• **TEXT PROVIDED**

Birthdays are great as a kid because presents seem to be given to you for free, without any strings attached. As you grow older and have a family, you realize that Birthday presents are being purchased out of your communal funds and, indirectly, you are buying your own gifts. This conundrum has drained some of the magic from birthdays for me. I'm not sure how to clearly explain it, but gifts received for free always seem a bit different than a gift which costs our family. This makes the gift seem less like a gift, more like a present to yourself.

This week, we celebrated our Unbirthdays. Rebecca has been trying for the past year to get anything of interest from Craigslist or freecycle. We haven't been able to get anything for free because of the overuse of these sites in the Bay Area. It almost makes winning the lottery seem more likely. But for our unbirthday week, (which we hadn't even planned) we won two free bookcases. Our books had been overflowing on our shelves (worse than we thought to fill up two complete bookshelves!) and we were glad to get the free bookcases even if they were a bit ratty. That is how our unbirthday started on Tuesday. A friend from church took me in his truck to pick up the bookcases while Rebecca found some more luck and was able to go pick up a free jogging stroller (which we won't be able to use for another year, which is okay because some repairs need to happen to it first). After heavily dusting the bookshelves, we stayed up until well past midnight setting up our shelves and organizing the books into a sensible spacial distribution. Three gifts for free! Call that an unbirthday? Well, it goes on.

I was accepted for residency tuition. This saves us approximately four to five thousand dollars a semester. If that isn't a great free gift, then I don't know what is. And during the next 24 hours we managed to trade company stocks which doubled our investment (another free gift) and our anniversary present arrived in the mail several weeks early and surprised us. Well, things for our unbirthdays were going great. So we topped it off by going to a free movie and watching the Simpsons, courtesy of Discovercard bonus award. Which, by the way, exceeded my very low expectations.

• **SHORT PROBLEM 1**
According to the unbirthday post, about how much does being accepted for residency tuition save each semester?
• **SHORT PROBLEM 2**
Carry the unbirthday post forward from its final sentence.

• **Data records**
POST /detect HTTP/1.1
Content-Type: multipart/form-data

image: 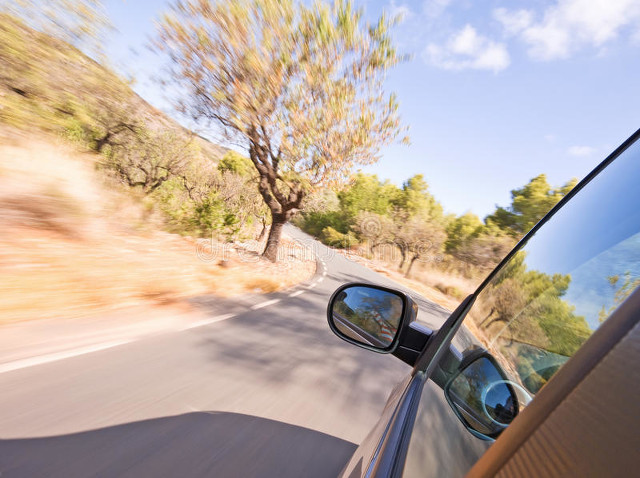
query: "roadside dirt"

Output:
[0,132,315,324]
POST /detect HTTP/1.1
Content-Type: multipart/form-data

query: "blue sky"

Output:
[105,0,640,217]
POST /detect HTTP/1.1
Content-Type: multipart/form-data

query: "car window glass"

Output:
[405,136,640,476]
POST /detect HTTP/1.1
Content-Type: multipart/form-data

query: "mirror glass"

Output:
[446,356,519,438]
[330,286,404,349]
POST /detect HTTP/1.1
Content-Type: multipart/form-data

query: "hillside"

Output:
[0,15,315,324]
[0,13,228,161]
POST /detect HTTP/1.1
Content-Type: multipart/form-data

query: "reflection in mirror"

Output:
[446,356,527,438]
[331,286,404,349]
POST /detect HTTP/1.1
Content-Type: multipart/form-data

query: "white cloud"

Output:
[493,0,640,60]
[567,146,596,157]
[422,0,451,18]
[389,0,413,21]
[422,25,510,72]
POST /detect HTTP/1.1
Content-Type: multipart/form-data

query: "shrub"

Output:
[320,226,358,249]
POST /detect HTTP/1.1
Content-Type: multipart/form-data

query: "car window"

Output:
[405,136,640,476]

• **RESULT 1**
Approximately four to five thousand dollars a semester.

• **RESULT 2**
With unbirthdays out of the way, we could focus more on birthdays coming up, including the smallest birthdays. Thursday evening we spent 3 hours in a birthing class, not for free. I tried to come up with as many questions as I could, since there are averages which books don't tell you and expectancies that, although there isn't any normal birth, give us a better idea of what we should be expecting with labor. I would say it was a productive evening. I wasn't expecting much.

Friday night we swam in the pool, after a long hot day. Saturday we went to a free performance of A Midsummer Night's Dream in Cupertino. The San Francisco Shakespeare company puts on free Shakespeare in the park every year and they tour the performances around the Bay Area. We got there about an hour early and the amphitheater was already packed with people and their picnics. For future notice, get to the park by 6pm (the show started at 7:30pm). Our friends brought some bread, crackers, salami, fancy cheeses; this was really the best way to have an outdoor dinner before a fancy show [we brought a salad -- finger foods were a bit easier to deal with]. The performance was so well done, I felt bad leaving without paying -- we dished up whatever cash we had to their donations box after the performance [we never carry much cash on us, so it wasn't much...]. Although Midsummer Night's Dream is one of the more difficult works to follow, this company did a wonderful job of presenting the show. We intend on making this a staple of our summers in the Bay Area; we're excited to see which Shakespeare play they put on next year.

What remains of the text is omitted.